Excerpt from a dataset »
________________________

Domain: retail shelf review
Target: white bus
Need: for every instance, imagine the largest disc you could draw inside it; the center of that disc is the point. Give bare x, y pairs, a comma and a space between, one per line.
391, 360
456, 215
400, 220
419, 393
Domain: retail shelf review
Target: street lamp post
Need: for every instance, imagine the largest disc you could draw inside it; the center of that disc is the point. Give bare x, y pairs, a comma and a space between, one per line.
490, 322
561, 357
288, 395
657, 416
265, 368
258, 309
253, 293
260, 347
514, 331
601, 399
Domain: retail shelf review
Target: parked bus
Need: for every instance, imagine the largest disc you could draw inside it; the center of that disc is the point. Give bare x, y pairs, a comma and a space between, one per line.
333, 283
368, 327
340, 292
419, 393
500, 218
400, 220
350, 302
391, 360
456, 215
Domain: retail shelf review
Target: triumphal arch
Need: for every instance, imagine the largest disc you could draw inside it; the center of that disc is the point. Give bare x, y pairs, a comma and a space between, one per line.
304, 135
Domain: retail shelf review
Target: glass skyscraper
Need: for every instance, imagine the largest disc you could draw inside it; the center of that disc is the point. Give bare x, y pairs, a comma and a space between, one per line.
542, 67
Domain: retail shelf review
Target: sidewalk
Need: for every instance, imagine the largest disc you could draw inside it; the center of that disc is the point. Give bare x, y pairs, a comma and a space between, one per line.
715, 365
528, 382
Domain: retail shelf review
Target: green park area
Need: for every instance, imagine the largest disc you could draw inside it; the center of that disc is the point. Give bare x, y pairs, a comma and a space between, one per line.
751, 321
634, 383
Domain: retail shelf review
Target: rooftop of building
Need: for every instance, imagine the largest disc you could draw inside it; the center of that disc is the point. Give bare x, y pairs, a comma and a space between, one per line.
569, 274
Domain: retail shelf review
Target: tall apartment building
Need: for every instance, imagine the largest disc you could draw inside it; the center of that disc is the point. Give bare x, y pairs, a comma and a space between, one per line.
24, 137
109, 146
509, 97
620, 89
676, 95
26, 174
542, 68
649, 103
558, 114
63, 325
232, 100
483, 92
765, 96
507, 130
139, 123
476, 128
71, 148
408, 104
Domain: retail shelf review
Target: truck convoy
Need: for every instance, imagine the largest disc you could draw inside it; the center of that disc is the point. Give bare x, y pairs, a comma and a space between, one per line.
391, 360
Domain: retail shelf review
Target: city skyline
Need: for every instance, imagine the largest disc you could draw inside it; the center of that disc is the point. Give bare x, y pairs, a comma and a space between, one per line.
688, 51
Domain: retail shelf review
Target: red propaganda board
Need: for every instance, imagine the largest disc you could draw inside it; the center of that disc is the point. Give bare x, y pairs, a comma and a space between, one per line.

________________________

Quote every record above exactly.

REPLY TO THE EXERCISE »
Domain: retail shelf review
Target: white bus
Need: for every instance, imagine the largest disc you could draw inside it; the center of that disc is the point. Give bare x, y pairs, a comma and a space between, one per line.
391, 360
456, 215
400, 220
419, 393
Domain: retail shelf review
Target: street lamp post
Need: for every instance, imagine the largest disc you could draw inside it; the center of that disc is the point. Give bare x, y pairs, a comma and a space between, one per line.
490, 322
561, 357
288, 395
657, 416
265, 368
258, 309
253, 293
260, 347
514, 331
601, 399
Domain: retail shelf review
Target: parked bus
Need: for every instance, imagine the largest disc you could draw inside it; the center of that disc is the point. Give bare x, y pairs, a comma and a space between, one per line.
333, 283
368, 327
340, 292
419, 393
500, 218
400, 220
350, 302
391, 360
456, 215
Domain: retail shelf review
Target: triumphal arch
Need: for every instance, imagine the largest disc you could draw inside it; the center of that disc is the point. Give bare x, y pairs, a comma and a space between, one per line.
304, 135
Domain: retail shelf review
Target: glass skyscraper
Need: for every instance, imagine the largest disc you could draw inside it; the center of that disc is the point. Give bare x, y pairs, a comma and a space between, one per line.
542, 67
Domain: retail shelf review
Target: sidewalk
Need: for every instance, imagine the largest disc you could draw inside it; the center of that disc is the point. Give bare x, y pairs, a comma and a space between, one per line.
715, 365
528, 382
Domain: retail shelf review
Target: green park area
Need: for every instance, imagine the largest disc you could draw inside it; the center of that disc is the point. Give bare x, y pairs, a comma and a space between, one per line.
751, 321
634, 383
Domain: retail shelf review
Target: rooftop of building
Need: for every instance, imagine the largest disc you could draw inside it; the center of that disc is the point. Give bare x, y pairs, a comma and a space between, one per line.
569, 274
Domain: retail shelf review
Target: tall apartment building
Need: for every instance, imagine the largest disc you could draw inside it; the center of that disc is the point. Give bare x, y pairs, a comma and a space between, one per line.
24, 137
109, 146
509, 97
620, 89
676, 95
26, 174
542, 68
649, 103
558, 114
63, 325
232, 100
483, 92
765, 96
507, 130
139, 123
476, 128
71, 148
408, 104
Domain: retail shelf review
Target: truck convoy
Need: for every instance, imagine the largest disc you could draw inside it; the center of that disc is the point. Give bare x, y pairs, a comma and a space between, one per line.
391, 360
Domain: retail shelf review
Target: city skyline
Need: for every instance, imagine the largest disc you could draw inside it; the center of that disc is the point. Give bare x, y pairs, a comma and a space between, one per line.
688, 51
Domain: retail shelf review
Target: red propaganda board
Need: for every instance, imagine the largest disc you could draw inside it; the center of that disc is the point. Give bare x, y pairs, a comma and a space between, one per line.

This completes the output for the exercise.